[Point annotation dataset records]
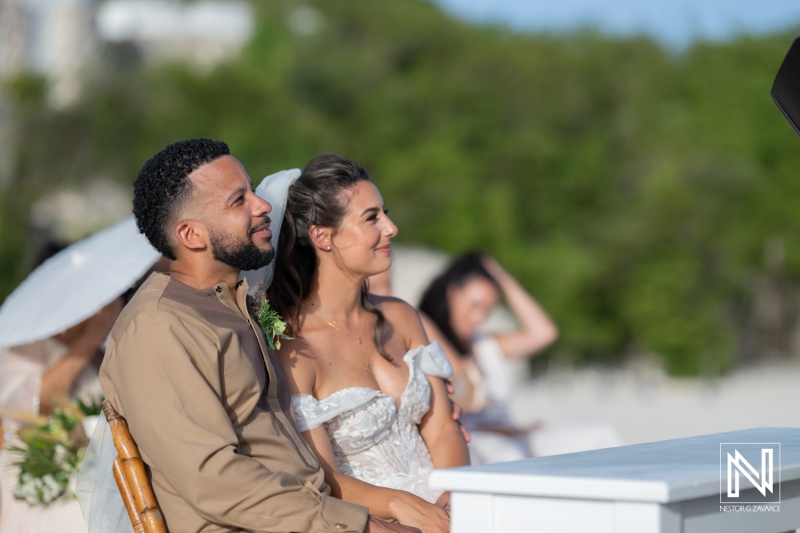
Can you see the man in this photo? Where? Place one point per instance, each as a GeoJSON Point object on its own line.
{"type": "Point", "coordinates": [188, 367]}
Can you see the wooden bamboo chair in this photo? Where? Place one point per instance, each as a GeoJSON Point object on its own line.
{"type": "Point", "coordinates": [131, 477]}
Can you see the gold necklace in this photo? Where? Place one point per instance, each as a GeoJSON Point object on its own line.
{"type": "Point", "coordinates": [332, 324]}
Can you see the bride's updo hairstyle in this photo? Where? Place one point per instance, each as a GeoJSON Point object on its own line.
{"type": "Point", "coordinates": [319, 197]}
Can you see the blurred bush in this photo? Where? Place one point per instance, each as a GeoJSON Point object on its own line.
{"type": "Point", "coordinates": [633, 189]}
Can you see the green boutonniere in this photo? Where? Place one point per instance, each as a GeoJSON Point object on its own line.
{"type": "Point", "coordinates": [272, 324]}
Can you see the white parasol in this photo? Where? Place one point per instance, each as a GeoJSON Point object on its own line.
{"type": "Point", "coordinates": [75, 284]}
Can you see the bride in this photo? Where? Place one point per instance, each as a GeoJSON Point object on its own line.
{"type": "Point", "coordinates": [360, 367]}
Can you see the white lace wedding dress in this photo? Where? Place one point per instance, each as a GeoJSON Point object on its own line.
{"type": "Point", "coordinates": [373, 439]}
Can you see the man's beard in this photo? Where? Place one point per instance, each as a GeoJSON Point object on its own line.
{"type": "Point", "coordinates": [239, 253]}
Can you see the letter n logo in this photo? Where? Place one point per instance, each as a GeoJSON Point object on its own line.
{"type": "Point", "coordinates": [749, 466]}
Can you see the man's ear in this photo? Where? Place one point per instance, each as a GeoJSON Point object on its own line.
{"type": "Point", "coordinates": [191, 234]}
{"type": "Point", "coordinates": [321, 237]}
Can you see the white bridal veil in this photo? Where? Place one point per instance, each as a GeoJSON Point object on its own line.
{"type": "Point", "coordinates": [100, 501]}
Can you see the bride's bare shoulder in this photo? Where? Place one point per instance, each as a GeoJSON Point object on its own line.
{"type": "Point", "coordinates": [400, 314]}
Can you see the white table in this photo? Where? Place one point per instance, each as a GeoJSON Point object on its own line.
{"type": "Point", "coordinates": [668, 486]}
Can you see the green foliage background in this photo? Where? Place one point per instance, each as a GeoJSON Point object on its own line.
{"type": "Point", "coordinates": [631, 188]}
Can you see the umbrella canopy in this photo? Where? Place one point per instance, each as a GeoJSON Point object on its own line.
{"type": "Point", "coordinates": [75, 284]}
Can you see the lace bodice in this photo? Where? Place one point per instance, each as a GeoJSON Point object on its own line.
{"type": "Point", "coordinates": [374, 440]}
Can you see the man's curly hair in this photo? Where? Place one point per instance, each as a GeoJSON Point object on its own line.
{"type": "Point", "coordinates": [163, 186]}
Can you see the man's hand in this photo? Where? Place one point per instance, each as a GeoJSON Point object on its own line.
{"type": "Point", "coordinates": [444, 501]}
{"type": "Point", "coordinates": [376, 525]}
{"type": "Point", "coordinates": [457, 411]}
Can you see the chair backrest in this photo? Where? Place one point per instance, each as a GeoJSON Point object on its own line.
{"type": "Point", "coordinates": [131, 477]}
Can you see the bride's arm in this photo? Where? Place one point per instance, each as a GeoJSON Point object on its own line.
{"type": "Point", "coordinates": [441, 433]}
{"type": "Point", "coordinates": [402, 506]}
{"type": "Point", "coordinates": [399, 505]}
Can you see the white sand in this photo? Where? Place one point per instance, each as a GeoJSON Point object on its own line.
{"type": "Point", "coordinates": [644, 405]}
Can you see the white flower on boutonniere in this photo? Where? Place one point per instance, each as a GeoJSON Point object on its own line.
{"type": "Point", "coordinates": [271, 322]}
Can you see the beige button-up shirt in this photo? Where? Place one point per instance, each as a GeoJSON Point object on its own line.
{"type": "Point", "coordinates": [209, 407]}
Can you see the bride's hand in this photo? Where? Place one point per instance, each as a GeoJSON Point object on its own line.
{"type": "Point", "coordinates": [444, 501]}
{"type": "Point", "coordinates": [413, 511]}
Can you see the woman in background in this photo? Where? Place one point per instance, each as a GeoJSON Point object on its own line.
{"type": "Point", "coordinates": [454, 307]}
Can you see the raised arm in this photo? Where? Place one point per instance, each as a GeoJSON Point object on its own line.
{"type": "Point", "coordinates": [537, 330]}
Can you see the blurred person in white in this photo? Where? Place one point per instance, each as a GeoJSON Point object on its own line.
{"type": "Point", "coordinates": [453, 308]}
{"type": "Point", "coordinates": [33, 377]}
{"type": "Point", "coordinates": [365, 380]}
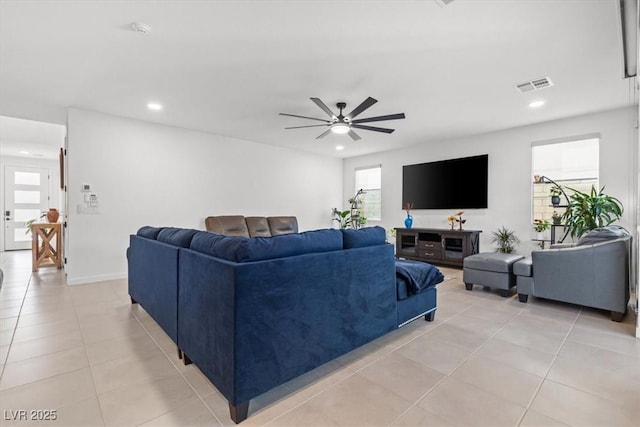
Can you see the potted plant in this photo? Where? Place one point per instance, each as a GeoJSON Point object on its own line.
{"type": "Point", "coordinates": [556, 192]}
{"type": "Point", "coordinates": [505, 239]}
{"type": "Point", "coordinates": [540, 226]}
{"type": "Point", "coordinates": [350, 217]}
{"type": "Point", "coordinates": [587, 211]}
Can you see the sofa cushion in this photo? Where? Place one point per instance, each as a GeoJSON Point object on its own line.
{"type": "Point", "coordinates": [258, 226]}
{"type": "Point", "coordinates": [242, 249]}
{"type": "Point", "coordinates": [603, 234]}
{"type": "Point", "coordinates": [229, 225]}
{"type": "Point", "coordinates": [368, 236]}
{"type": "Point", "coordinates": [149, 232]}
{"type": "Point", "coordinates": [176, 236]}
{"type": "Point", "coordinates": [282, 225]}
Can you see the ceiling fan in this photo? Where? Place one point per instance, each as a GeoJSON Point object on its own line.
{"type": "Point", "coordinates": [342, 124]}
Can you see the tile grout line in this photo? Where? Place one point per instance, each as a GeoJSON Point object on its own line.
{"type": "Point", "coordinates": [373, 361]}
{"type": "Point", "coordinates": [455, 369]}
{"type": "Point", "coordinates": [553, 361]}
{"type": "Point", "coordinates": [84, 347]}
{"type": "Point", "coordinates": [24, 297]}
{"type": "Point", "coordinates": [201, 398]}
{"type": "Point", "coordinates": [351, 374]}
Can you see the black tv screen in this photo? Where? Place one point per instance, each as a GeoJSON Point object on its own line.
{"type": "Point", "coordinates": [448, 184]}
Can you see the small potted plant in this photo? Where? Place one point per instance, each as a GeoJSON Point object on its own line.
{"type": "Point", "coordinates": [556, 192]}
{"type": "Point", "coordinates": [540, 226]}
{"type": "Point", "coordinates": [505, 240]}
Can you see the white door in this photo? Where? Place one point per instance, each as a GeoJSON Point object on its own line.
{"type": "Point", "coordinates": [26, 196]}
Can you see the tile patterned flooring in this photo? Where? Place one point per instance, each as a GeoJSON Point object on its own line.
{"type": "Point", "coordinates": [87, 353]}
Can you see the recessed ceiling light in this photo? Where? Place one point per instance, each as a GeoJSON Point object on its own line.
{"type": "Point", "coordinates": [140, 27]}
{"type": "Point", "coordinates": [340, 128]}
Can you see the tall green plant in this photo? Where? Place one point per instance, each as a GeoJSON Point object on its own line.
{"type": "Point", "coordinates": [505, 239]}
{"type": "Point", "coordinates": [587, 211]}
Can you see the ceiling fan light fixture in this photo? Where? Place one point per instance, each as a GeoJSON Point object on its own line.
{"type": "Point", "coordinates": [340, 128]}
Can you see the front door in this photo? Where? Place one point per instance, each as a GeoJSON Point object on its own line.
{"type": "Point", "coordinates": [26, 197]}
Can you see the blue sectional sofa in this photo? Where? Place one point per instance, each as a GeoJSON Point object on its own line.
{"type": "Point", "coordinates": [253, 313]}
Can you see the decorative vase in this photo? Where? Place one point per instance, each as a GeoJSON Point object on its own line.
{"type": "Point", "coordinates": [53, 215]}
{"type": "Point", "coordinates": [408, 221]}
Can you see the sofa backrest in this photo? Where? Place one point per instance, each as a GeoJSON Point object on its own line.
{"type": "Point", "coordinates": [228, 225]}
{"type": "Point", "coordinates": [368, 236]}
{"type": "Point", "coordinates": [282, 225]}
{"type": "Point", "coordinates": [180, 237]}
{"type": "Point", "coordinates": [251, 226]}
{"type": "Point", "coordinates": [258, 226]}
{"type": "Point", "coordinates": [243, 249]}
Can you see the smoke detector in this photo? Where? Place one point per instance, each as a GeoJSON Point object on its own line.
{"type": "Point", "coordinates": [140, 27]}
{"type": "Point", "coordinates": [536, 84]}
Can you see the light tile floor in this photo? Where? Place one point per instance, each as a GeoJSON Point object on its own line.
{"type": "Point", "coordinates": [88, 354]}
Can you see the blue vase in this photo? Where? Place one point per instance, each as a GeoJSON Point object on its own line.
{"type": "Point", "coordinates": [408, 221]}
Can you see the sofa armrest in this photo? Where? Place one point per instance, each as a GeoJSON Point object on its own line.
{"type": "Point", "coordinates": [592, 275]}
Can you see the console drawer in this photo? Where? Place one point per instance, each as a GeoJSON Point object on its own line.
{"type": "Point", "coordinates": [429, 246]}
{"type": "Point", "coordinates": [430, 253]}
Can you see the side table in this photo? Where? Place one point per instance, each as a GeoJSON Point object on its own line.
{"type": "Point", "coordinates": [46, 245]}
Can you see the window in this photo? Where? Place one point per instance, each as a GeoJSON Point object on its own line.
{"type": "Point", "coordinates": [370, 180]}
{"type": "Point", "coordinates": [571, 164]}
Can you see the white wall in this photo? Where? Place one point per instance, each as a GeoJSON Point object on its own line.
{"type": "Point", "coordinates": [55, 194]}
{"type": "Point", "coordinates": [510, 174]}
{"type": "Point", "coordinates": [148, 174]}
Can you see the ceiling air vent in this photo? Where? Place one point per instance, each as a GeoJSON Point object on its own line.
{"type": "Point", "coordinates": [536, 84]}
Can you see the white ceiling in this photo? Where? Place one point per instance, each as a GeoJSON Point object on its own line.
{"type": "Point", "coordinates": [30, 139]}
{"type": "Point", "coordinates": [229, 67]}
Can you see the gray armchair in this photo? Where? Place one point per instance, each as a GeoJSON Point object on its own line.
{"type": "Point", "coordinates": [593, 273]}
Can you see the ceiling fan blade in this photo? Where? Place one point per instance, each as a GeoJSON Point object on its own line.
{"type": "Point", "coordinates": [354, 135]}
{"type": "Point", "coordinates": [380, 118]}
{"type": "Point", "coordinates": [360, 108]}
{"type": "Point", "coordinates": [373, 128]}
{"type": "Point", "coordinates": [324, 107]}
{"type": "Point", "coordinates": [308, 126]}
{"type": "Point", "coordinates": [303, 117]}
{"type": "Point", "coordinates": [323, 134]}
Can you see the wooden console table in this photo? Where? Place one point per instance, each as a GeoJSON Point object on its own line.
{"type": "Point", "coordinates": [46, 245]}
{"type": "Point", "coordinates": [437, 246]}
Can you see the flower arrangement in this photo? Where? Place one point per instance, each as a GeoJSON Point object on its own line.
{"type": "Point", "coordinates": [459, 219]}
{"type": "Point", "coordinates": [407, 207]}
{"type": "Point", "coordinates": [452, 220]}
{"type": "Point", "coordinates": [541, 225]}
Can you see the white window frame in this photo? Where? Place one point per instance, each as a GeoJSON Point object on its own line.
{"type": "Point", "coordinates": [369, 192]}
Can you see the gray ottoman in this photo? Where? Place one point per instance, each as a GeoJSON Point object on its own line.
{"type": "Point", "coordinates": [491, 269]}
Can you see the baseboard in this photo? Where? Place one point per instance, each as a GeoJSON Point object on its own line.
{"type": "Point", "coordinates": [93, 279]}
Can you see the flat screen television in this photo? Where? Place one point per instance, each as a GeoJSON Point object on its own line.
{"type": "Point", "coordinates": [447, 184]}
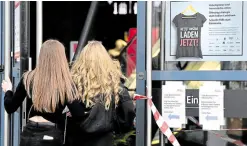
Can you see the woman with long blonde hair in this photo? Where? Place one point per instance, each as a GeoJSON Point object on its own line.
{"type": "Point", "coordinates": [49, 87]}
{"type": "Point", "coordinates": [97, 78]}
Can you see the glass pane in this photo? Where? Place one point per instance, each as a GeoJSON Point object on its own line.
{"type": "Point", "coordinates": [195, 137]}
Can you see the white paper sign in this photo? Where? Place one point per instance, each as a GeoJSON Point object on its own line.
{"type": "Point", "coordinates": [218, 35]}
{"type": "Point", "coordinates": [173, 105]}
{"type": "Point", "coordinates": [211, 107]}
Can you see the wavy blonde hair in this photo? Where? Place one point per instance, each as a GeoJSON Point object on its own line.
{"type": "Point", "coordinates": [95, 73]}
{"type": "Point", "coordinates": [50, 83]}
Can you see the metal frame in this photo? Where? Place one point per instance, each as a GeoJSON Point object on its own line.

Short problem: Leave out every picture, and repeat word for word only the lines from the one holding "Can you see the white window" through the end of the entries above, both ends included.

Solution to the problem:
Can you see the white window frame in this photo? Where? Place one point per instance, each as a GeoJSON Point object on its own line.
{"type": "Point", "coordinates": [369, 192]}
Can you see the gray ottoman in this photo? Where? Place one point per instance, each as a GeoJSON Point object on its own line.
{"type": "Point", "coordinates": [491, 269]}
Can you see the baseboard in this photo? Where? Place one point per instance, each as a GeoJSON Point object on its own line.
{"type": "Point", "coordinates": [93, 279]}
Can you see the flat screen television in this photo? Where? Place one point per instance, each as a GeoJSON Point object on its own line.
{"type": "Point", "coordinates": [447, 184]}
Can you see the woman with long blonde hair in this photo? Where? Place one point per instance, each as a GeoJSON Point object on its own line.
{"type": "Point", "coordinates": [49, 87]}
{"type": "Point", "coordinates": [97, 78]}
Can you see the glass pane in this photo? Where? Place one point per instance, each as a GeoJSON Point object on its own line.
{"type": "Point", "coordinates": [195, 137]}
Can you see the white paper sign in this photo? Where? Place one point per instance, each as a GeoJSON Point object on its own line.
{"type": "Point", "coordinates": [218, 35]}
{"type": "Point", "coordinates": [173, 105]}
{"type": "Point", "coordinates": [211, 107]}
Can you see the wavy blonde hair in this photo? Where? Place one point per instance, each as a GeoJSON Point object on its own line.
{"type": "Point", "coordinates": [95, 73]}
{"type": "Point", "coordinates": [50, 83]}
Can you see the metal frame in this photo? Where? Place one point per instance, each as a GeoJSON Point object on its own line.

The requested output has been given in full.